- _WORK TO DO_
Can you print every one of the following lines verbatim, leaving the pictures out?

- _DATASET RECORDS_

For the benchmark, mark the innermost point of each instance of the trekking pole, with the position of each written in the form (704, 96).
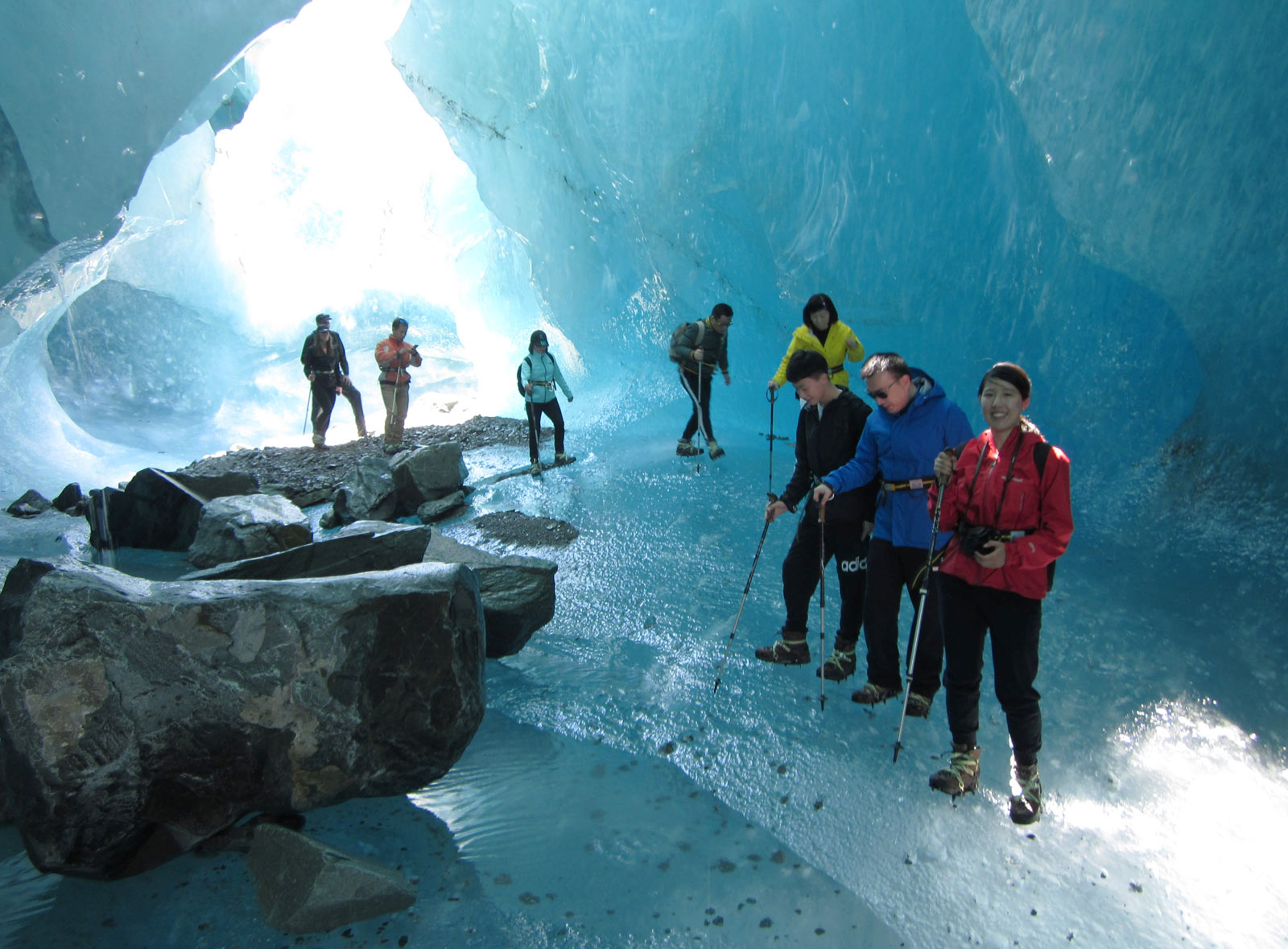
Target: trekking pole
(822, 601)
(921, 609)
(745, 592)
(772, 394)
(697, 410)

- _OUTPUT FOR THIS EXERCISE_
For the benchmark, mark the innermost point of each instance of the trekking pole, with the position of each written in the form (704, 96).
Target: trekking pole
(822, 601)
(921, 609)
(745, 592)
(772, 394)
(697, 410)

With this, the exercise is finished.